• **TESTO DI PARTENZA**:
# # # # #

TERMINOLOGIA DEL KAYAK DA MARE (L–O)

Linea di traino montata su un kayak da mareLASCO: dicesi di un cavo non tesato.
LINEA DI FEDE: tacca realizzata sull’involucro fisso della bussola coincidente col piano longitudinale dell’imbarcazione.
LINEA DI TRAINO: cavo per il traino dell’imbarcazione. Può essere munito d’un elastico ammortizzatore.
LINEE DI SICUREZZA: cavi che corrono lungo i bordi dei ponti del kayak e che servono ad afferrarsi all’imbarcazione in caso di naufragio o di accosto a un altro kayak. Sono anche detti "tientibene".
LORAN: sigla di Long Range Aid to Navigation, sistema di radionavigazione iperbolica, basato sulla ricezione dei segnali di stazioni di punto noto.
LUCI DI VIA: anche dette di navigazione, servono a segnalare la presenza dell’imbarcazione di notte e a indicarne la direzione. A tale scopo sono di colore diverso e vengono disposte secondo un ordine preciso.
MANIGLIONE: grossa maniglia in plastica, applicata all’estremità della prua e della poppa del kayak per mezzo di sagole. Serve a trasportare l’imbarcazione o ad assicurarvi la linea di traino.
MANO INFERIORE: durante la pagaiata, quella corrispondente alla pala immersa. In relazione ad essa, si parla inoltre di braccio inferiore e spalla inferiore.
MANO SUPERIORE: durante la pagaiata, quella corrispondente alla pala non immersa. In relazione ad essa, si parla inoltre di braccio superiore e spalla superiore.
MASTRA: nel caso del kayak, il termine designa il battente strutturale a forma d’orlo ribattuto che incornicia l’imboccatura del pozzetto e al quale viene applicato il paraspruzzi.
MIGLIO MARINO: unità di misura itineraria usata in navigazione equivalente a 1852 metri.
MONOPOSTO: termine usato per indicare il classico kayak a un solo posto, detto anche singolo.
NAVIGAZIONE COSTIERA: quella che si effettua in vista della costa e che prevede, per la determinazione del punto nave e la soluzione di problemi relativi, l’osservazione di punti cospicui della costa, la cui posizione sia segnata sulla carta nautica.
NAVIGAZIONE STIMATA: con questo metodo di navigazione, il punto nave viene determinato in base alla velocità dell’imbarcazione, al tempo trascorso e alla rotta seguita, a partire da una posizione nota.
NODO: unità di misura di velocità usata per i natanti, pari a un miglio marino all’ora.
NORD MAGNETICO (Nm): polo del campo magnetico terrestre verso cui si dirige l’ago della bussola.
NORD VERO (Nv): quello geografico.
OPERA MORTA: è l’insieme delle parti emerse dello scafo, dalla linea di galleggiamento in su.
OPERA VIVA: parte dello scafo situata sotto la linea di galleggiamento. E’ anche detta carena.
ORZARE: spostare la prua nella direzione da cui proviene il vento. E’ il contrario di poggiare.

# # # # #

• **MATERIALE FORNITO**:

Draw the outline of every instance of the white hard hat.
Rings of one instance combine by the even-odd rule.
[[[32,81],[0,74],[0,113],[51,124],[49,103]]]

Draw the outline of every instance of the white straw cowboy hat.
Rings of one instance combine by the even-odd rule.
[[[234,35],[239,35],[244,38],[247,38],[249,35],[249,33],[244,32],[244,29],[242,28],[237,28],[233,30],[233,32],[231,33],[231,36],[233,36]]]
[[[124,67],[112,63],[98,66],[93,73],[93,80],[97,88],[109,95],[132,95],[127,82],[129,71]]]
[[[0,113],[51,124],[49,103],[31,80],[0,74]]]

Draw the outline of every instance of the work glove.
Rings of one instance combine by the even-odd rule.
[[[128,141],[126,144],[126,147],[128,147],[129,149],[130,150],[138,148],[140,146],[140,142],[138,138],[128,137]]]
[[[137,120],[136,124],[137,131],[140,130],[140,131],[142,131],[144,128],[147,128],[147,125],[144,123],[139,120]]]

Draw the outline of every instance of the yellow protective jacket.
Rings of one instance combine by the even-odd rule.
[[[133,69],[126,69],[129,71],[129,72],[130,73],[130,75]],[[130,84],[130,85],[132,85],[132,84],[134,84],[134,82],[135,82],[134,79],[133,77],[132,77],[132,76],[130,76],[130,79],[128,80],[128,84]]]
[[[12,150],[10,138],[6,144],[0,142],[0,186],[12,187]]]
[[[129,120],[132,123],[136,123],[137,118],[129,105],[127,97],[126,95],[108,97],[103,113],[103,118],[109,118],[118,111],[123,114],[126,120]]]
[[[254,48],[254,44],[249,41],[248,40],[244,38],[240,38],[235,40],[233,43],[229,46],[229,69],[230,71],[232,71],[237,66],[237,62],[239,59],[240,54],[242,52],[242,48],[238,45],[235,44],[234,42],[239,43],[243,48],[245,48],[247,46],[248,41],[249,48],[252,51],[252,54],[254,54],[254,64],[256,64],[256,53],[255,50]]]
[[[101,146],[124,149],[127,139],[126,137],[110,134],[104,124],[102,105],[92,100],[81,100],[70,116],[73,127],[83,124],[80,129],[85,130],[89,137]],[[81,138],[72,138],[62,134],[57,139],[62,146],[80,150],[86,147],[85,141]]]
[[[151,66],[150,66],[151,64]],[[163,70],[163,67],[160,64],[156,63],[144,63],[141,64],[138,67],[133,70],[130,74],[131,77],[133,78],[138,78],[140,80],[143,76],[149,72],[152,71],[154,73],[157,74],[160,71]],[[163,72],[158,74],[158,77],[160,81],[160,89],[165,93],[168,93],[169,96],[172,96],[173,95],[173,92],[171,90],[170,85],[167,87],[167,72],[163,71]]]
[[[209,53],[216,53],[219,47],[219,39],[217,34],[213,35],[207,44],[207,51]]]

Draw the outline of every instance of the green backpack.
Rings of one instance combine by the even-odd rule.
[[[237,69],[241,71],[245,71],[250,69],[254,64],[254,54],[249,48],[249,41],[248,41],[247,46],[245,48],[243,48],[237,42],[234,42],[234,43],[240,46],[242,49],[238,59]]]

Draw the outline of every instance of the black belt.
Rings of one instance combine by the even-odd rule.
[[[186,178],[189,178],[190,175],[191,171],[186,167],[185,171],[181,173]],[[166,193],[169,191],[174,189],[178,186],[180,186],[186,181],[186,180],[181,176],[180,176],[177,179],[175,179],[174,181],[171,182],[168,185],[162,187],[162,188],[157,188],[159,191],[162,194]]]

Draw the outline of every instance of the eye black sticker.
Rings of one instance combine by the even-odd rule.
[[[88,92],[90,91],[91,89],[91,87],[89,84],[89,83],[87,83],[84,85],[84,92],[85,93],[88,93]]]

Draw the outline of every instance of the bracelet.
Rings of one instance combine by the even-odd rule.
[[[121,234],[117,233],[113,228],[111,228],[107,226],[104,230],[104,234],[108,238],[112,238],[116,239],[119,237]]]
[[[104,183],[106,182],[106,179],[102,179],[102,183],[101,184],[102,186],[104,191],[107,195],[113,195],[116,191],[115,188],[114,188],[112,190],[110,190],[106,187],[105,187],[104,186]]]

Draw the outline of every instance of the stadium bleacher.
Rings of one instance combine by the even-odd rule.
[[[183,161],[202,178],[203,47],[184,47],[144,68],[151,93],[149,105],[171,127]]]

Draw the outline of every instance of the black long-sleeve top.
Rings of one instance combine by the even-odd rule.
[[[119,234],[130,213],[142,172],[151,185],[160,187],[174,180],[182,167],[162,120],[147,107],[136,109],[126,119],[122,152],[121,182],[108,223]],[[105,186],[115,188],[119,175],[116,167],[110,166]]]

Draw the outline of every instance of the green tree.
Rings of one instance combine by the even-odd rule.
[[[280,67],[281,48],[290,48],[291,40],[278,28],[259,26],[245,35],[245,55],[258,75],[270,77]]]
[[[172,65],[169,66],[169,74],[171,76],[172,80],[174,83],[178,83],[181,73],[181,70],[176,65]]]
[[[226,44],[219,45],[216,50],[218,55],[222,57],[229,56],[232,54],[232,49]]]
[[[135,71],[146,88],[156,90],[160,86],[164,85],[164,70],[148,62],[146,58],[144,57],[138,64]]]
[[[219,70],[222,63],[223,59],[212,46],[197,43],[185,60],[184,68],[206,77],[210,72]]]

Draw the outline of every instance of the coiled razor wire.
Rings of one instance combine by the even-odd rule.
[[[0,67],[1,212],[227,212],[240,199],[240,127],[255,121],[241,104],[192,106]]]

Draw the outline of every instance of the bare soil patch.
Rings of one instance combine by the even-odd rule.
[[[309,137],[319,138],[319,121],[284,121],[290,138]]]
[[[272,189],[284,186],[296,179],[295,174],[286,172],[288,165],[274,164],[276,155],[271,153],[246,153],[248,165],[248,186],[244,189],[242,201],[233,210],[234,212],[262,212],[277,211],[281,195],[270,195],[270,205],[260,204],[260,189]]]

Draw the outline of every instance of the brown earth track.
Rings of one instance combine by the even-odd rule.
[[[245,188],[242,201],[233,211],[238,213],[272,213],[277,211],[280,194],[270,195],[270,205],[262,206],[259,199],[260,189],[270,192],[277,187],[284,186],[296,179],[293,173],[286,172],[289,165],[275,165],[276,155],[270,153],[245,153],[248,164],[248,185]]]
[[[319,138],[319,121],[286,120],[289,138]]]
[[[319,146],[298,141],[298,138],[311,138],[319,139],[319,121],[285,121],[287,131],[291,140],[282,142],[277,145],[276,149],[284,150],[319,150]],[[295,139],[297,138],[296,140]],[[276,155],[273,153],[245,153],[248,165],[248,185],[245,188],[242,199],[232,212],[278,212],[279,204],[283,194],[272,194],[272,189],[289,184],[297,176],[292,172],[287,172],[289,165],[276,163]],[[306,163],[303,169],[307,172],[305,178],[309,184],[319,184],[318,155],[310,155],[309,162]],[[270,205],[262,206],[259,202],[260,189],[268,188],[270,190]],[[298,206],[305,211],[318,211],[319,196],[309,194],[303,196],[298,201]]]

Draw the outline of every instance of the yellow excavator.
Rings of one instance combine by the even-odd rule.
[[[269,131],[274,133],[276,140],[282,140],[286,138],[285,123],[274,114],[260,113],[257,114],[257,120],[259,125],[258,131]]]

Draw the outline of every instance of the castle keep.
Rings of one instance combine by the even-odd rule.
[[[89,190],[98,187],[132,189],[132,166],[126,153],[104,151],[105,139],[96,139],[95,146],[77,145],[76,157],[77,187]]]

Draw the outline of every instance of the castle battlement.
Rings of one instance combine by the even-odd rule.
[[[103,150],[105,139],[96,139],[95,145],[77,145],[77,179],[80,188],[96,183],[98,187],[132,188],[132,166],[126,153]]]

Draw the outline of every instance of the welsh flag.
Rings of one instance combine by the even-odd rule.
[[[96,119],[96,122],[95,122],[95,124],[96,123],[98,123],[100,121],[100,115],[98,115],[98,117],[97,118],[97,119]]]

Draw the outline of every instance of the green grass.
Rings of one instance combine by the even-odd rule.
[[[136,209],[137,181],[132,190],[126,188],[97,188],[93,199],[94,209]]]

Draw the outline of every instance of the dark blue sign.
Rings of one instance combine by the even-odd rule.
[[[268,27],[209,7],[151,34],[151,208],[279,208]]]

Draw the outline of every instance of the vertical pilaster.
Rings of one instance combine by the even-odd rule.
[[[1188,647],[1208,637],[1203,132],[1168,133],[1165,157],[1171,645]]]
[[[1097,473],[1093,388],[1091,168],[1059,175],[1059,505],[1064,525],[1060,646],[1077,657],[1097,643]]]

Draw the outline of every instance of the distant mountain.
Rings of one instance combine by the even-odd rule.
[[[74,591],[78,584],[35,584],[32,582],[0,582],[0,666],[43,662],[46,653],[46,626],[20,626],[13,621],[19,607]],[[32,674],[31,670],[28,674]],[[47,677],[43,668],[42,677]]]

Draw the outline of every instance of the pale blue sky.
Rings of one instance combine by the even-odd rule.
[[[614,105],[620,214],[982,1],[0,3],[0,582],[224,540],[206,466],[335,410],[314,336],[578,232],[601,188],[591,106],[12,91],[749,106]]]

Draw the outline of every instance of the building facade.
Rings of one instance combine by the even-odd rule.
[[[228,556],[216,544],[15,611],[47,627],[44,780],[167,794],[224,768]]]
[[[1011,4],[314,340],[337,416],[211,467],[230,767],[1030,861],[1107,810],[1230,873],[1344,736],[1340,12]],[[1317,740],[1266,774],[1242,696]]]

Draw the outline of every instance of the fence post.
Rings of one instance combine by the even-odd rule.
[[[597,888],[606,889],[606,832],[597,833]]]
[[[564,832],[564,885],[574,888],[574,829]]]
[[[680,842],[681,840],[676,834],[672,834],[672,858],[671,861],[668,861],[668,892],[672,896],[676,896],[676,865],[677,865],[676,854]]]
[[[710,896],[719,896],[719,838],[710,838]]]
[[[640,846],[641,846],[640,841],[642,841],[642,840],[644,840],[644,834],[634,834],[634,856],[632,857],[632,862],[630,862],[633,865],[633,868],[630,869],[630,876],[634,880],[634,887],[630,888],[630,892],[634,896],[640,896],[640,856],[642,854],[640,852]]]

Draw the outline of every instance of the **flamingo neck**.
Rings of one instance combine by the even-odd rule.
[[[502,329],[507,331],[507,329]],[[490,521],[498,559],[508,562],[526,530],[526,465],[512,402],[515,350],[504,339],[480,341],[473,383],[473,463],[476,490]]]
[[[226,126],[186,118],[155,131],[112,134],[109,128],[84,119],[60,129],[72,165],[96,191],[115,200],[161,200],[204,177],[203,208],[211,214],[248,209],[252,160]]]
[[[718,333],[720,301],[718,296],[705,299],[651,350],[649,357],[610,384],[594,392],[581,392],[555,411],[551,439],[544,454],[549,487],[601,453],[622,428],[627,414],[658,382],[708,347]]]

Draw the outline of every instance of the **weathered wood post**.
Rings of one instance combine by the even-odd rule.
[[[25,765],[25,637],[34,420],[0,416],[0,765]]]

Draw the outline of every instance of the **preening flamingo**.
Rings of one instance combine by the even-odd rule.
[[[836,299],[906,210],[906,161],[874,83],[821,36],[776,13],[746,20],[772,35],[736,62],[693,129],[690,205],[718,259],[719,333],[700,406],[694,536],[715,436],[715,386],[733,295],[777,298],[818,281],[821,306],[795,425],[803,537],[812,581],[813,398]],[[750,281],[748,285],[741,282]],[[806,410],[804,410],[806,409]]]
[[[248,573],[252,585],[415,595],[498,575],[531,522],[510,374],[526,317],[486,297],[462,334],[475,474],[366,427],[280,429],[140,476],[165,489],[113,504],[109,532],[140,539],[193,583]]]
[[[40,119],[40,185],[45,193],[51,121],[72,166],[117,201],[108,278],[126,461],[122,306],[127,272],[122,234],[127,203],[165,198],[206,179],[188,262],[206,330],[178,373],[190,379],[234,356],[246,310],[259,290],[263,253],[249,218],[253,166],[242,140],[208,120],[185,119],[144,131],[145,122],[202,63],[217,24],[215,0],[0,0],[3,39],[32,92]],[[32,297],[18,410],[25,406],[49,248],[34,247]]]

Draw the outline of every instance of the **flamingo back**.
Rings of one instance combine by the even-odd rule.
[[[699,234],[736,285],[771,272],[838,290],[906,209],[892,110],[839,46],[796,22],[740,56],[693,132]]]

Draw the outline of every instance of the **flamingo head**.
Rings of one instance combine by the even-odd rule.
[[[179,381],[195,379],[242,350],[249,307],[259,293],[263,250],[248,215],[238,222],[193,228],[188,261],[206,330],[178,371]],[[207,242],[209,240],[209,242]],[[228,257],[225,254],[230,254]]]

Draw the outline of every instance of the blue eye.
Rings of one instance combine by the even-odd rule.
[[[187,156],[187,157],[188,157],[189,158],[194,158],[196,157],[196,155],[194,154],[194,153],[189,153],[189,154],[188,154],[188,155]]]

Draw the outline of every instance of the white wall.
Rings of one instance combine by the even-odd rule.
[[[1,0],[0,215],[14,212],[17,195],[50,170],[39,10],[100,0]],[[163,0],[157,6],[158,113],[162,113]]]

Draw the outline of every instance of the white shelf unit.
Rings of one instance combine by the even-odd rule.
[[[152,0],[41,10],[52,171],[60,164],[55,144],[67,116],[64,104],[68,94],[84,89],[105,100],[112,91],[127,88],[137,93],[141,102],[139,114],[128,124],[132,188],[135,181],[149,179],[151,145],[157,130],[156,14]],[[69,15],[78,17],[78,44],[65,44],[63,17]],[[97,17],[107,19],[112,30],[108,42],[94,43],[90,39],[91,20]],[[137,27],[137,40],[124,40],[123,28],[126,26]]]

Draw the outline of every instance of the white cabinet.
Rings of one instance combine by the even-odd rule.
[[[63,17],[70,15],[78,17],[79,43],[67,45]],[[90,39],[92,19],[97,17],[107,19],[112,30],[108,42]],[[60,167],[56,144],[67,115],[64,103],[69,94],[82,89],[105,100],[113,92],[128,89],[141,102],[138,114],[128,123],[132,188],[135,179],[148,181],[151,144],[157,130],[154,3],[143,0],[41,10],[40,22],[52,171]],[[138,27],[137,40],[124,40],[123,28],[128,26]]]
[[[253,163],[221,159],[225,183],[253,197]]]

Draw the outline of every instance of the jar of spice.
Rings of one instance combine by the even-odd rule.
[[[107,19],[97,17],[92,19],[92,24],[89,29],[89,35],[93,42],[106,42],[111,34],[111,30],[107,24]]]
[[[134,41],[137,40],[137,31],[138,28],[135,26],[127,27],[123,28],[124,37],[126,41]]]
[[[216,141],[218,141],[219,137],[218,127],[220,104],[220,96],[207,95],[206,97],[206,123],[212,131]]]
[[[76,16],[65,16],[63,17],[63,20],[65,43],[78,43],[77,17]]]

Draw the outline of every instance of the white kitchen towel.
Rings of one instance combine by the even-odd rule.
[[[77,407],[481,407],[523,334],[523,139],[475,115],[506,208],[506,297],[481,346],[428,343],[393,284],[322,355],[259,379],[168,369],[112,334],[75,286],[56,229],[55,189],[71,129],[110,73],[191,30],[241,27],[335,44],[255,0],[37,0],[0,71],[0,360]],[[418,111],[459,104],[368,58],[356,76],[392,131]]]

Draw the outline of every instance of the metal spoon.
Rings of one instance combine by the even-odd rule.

# # # # #

• **COMPITI DA SVOLGERE**:
a. Elenca tutti i nomi alternativi che il glossario introduce con "anche detto", "detto anche", "anche detta", "anche detti" o "anche dette", indicando per ciascuno il termine a cui si riferisce.
b. Riporta alla lettera il passo del glossario che va da "LINEA DI FEDE: tacca" giù fino a "di punto noto.".
c. Secondo il glossario, a quanti metri equivale il miglio marino?
L'elenco costituisce materiale a sé stante, separato dal glossario.

• **SOLUZIONI DELL'ESERCIZIO**:
a.
- LINEE DI SICUREZZA: "tientibene"
- LUCI DI VIA: di navigazione
- MONOPOSTO: singolo
- OPERA VIVA: carena

b.
LINEA DI FEDE: tacca realizzata sull’involucro fisso della bussola coincidente col piano longitudinale dell’imbarcazione.
LINEA DI TRAINO: cavo per il traino dell’imbarcazione. Può essere munito d’un elastico ammortizzatore.
LINEE DI SICUREZZA: cavi che corrono lungo i bordi dei ponti del kayak e che servono ad afferrarsi all’imbarcazione in caso di naufragio o di accosto a un altro kayak. Sono anche detti "tientibene".
LORAN: sigla di Long Range Aid to Navigation, sistema di radionavigazione iperbolica, basato sulla ricezione dei segnali di stazioni di punto noto.

c. A 1852 metri.